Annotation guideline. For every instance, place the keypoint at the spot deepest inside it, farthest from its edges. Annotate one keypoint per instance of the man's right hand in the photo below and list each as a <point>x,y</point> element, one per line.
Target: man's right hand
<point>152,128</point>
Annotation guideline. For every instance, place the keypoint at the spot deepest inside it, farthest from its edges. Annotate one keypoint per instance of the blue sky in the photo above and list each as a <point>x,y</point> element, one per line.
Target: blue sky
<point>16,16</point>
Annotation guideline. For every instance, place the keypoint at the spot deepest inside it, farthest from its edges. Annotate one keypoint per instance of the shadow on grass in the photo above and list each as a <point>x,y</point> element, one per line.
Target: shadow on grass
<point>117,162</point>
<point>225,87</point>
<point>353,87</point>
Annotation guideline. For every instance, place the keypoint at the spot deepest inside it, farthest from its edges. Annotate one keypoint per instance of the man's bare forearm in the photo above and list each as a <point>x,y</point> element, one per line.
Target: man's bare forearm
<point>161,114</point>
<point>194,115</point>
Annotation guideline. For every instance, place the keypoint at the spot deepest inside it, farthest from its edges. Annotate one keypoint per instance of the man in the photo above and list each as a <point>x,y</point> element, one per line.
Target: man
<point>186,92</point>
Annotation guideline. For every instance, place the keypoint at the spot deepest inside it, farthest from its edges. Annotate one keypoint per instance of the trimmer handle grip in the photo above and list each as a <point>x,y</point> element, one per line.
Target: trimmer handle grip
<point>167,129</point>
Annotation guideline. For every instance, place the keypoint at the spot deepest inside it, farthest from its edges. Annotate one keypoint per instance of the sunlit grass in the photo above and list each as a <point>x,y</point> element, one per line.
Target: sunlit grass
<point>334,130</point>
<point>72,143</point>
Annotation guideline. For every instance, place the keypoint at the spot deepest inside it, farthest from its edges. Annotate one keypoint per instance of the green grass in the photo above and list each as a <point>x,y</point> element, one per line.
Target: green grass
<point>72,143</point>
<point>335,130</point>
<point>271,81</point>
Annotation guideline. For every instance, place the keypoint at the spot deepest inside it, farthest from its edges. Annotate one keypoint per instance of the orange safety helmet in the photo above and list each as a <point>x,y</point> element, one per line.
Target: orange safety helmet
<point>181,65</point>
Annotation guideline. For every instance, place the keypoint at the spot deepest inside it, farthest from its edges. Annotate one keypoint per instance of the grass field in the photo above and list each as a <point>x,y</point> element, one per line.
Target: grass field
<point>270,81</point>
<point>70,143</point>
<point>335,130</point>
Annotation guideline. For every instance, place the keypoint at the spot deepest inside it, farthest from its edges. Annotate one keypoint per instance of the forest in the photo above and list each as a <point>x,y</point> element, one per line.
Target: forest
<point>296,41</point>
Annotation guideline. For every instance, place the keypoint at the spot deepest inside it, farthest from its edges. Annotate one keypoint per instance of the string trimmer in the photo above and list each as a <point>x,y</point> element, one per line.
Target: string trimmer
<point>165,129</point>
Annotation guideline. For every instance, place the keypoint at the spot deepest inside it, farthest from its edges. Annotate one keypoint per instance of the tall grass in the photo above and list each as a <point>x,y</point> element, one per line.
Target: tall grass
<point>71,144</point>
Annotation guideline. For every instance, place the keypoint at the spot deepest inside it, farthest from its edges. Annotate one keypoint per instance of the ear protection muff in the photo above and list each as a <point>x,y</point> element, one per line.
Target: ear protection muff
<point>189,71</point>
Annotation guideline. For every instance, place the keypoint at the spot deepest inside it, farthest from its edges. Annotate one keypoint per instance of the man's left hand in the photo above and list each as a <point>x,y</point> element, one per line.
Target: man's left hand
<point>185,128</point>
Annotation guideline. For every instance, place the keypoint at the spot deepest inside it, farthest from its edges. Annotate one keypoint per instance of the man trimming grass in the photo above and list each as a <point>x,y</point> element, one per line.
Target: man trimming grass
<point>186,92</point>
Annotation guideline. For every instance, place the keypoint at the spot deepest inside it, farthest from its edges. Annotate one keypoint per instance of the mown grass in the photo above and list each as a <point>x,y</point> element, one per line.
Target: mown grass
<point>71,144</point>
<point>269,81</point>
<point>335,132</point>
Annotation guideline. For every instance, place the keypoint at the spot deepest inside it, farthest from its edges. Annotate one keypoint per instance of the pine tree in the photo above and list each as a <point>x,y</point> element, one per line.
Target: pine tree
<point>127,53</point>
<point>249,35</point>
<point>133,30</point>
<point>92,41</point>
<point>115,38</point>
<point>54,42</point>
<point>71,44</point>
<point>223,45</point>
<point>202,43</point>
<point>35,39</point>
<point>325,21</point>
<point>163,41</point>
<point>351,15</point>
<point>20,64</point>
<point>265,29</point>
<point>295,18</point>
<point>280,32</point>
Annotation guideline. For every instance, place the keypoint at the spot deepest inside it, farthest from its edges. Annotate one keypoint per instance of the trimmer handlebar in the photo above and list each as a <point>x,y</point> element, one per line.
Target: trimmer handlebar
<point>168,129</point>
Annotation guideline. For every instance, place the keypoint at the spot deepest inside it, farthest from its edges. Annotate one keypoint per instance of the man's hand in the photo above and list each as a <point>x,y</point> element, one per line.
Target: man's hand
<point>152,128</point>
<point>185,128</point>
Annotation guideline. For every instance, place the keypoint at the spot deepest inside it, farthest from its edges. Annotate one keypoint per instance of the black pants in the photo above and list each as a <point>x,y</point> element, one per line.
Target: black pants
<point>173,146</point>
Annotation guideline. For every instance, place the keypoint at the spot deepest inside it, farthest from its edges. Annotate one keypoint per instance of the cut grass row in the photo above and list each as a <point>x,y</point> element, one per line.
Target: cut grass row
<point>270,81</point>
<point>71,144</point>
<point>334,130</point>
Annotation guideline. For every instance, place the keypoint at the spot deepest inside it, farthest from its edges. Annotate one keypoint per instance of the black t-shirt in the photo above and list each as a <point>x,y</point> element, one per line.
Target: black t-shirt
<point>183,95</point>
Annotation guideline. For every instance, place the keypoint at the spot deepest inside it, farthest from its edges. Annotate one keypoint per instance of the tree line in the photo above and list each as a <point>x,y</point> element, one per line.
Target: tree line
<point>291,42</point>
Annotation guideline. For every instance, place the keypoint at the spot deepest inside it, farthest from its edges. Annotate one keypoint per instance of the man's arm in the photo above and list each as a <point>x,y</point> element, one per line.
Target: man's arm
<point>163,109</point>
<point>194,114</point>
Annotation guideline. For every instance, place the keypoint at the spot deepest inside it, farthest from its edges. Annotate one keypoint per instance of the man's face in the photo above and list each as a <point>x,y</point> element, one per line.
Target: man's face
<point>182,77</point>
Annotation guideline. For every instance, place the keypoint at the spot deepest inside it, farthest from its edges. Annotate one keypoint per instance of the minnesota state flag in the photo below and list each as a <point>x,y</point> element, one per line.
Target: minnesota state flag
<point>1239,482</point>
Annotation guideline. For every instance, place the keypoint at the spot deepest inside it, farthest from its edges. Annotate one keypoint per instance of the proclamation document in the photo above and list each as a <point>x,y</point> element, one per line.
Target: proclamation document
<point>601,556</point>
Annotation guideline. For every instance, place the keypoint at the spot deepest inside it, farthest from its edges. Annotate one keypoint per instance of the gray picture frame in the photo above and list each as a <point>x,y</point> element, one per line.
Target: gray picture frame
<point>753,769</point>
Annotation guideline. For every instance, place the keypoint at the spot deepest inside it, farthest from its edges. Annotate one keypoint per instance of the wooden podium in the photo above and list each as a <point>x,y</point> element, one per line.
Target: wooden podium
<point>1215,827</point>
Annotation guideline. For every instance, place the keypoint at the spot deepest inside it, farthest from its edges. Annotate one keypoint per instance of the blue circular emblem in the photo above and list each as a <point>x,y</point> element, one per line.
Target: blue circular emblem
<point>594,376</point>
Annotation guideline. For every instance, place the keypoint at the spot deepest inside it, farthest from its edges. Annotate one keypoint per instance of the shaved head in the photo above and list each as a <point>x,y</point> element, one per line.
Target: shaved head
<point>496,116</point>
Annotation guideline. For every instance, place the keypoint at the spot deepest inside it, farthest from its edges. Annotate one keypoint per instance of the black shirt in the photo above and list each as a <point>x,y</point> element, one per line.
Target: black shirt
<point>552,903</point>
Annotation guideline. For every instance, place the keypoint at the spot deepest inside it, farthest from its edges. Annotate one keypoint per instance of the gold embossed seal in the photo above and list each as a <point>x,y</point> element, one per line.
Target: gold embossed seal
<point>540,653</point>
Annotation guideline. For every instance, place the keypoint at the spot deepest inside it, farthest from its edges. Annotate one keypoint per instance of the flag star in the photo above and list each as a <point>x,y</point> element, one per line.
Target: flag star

------------------------

> Instrucción
Por favor, reproduce sin ningún cambio las líneas del material que van desde la que contiene "the man trimming" hasta la que contiene "<point>335,132</point>", ambas incluidas.

> Solución propuesta
Annotation guideline. For every instance, place the keypoint at the spot deepest inside it, farthest from its edges. Annotate one keypoint per instance of the man trimming grass in the photo above and list each as a <point>x,y</point> element, one per line.
Target: man trimming grass
<point>186,92</point>
Annotation guideline. For every instance, place the keypoint at the spot deepest inside it, farthest from its edges. Annotate one keypoint per instance of the mown grass in the photo above and list each as a <point>x,y</point> element, one per line.
Target: mown grass
<point>71,144</point>
<point>269,81</point>
<point>335,132</point>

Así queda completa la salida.